=== Material ===
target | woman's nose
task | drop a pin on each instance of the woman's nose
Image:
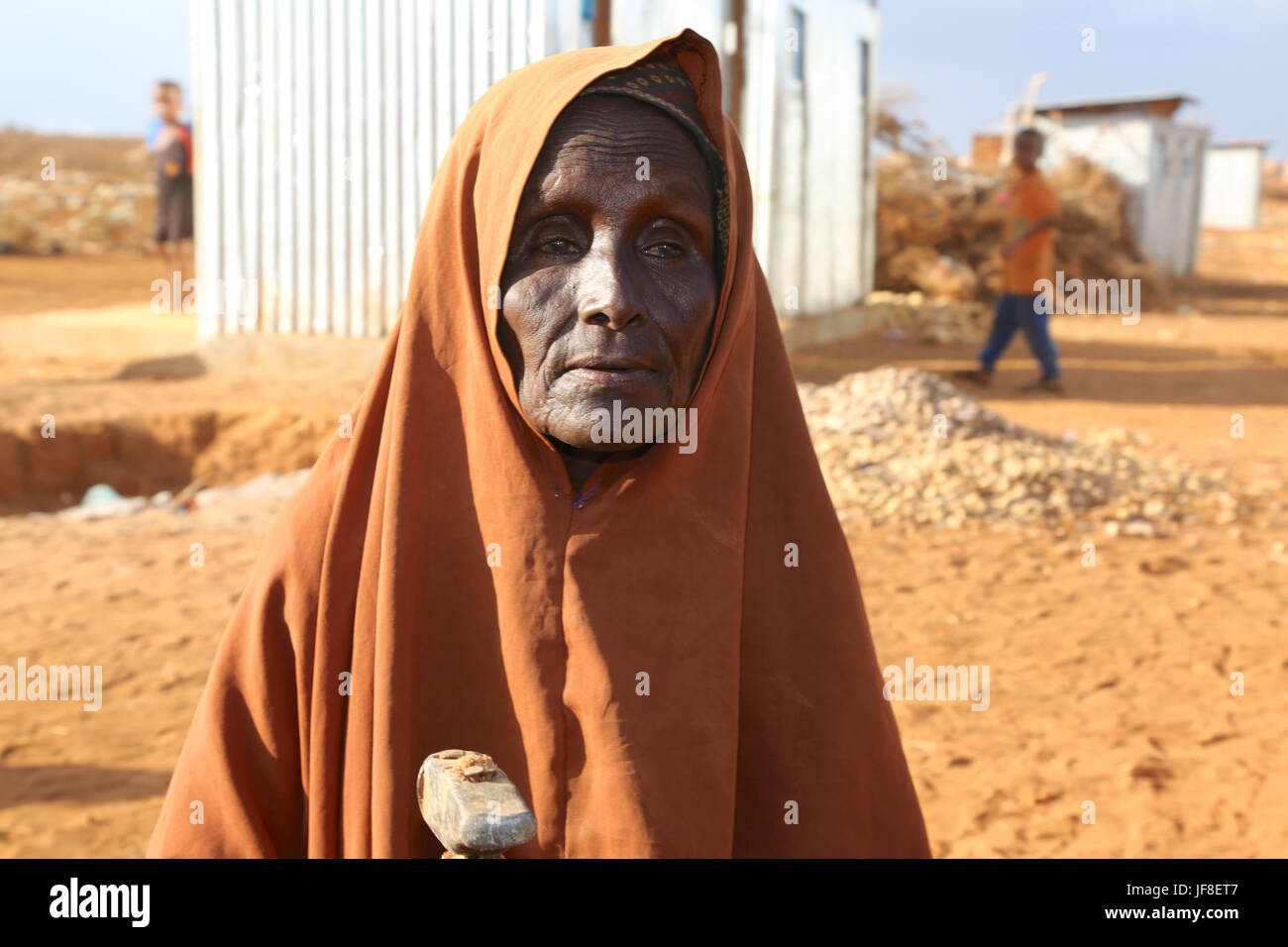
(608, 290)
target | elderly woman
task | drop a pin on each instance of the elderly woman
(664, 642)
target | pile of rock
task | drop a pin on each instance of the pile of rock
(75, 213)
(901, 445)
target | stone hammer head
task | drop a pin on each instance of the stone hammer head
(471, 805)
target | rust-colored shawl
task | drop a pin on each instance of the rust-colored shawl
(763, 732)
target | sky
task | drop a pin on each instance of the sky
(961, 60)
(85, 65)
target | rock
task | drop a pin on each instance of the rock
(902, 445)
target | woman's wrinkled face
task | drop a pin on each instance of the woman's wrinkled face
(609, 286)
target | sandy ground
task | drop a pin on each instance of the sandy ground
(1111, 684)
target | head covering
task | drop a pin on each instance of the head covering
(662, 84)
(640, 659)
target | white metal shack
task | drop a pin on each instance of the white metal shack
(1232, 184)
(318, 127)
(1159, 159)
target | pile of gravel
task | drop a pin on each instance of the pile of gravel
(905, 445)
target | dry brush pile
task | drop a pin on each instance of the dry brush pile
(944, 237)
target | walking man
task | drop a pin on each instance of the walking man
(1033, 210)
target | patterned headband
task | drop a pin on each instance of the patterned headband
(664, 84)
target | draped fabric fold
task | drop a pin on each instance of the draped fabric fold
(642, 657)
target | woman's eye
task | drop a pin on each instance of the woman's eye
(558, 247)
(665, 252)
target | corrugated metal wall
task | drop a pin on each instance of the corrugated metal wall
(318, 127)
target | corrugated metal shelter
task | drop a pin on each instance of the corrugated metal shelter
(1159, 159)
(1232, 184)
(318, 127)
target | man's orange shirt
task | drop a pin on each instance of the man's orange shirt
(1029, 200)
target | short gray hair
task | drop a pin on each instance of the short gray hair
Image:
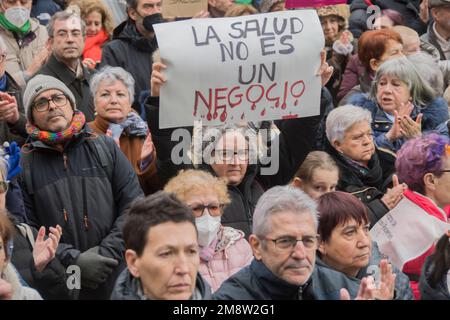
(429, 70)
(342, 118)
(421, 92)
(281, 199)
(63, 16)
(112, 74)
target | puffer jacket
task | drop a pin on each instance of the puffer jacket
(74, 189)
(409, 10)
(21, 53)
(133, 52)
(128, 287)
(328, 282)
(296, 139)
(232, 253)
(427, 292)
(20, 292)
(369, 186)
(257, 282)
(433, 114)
---
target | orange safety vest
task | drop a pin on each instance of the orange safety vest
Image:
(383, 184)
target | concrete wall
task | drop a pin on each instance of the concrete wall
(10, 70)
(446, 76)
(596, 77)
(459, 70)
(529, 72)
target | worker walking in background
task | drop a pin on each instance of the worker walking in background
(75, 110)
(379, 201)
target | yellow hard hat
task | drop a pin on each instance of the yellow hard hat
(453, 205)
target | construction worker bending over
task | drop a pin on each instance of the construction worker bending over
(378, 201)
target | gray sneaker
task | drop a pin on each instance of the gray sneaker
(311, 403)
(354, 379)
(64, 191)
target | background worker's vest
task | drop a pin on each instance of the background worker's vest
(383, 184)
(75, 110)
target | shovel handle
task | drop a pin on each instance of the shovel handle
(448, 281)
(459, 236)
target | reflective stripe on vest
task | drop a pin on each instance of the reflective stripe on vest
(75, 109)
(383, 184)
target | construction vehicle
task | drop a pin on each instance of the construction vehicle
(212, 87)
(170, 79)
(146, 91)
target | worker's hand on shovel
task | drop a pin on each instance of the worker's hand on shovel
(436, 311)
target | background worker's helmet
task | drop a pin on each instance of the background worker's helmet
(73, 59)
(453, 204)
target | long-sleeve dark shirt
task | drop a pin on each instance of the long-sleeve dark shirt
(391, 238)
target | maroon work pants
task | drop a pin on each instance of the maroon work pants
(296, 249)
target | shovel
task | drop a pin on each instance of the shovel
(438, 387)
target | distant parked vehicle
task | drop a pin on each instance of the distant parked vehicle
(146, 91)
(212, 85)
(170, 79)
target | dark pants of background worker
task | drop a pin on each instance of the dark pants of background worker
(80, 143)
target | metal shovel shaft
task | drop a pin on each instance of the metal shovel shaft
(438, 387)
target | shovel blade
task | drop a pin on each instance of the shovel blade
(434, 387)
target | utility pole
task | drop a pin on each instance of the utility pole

=== Task details ===
Reproduce the entries between the line holding "target | sky" and the line holding "(1111, 684)", inclusive, swapping "drop a pin" for "place a marker" and leaving everything else unchanged.

=== Output of the task ===
target | sky
task | place a marker on each instance of the sky
(961, 60)
(85, 65)
target | rock
task | place a marker on each instance of the rock
(902, 445)
target | woman's wrinkled face
task | place a marker on each instance of the woman's wrinkled face
(609, 286)
target | sandy ground
task | place a marker on each instance of the sandy ground
(1111, 684)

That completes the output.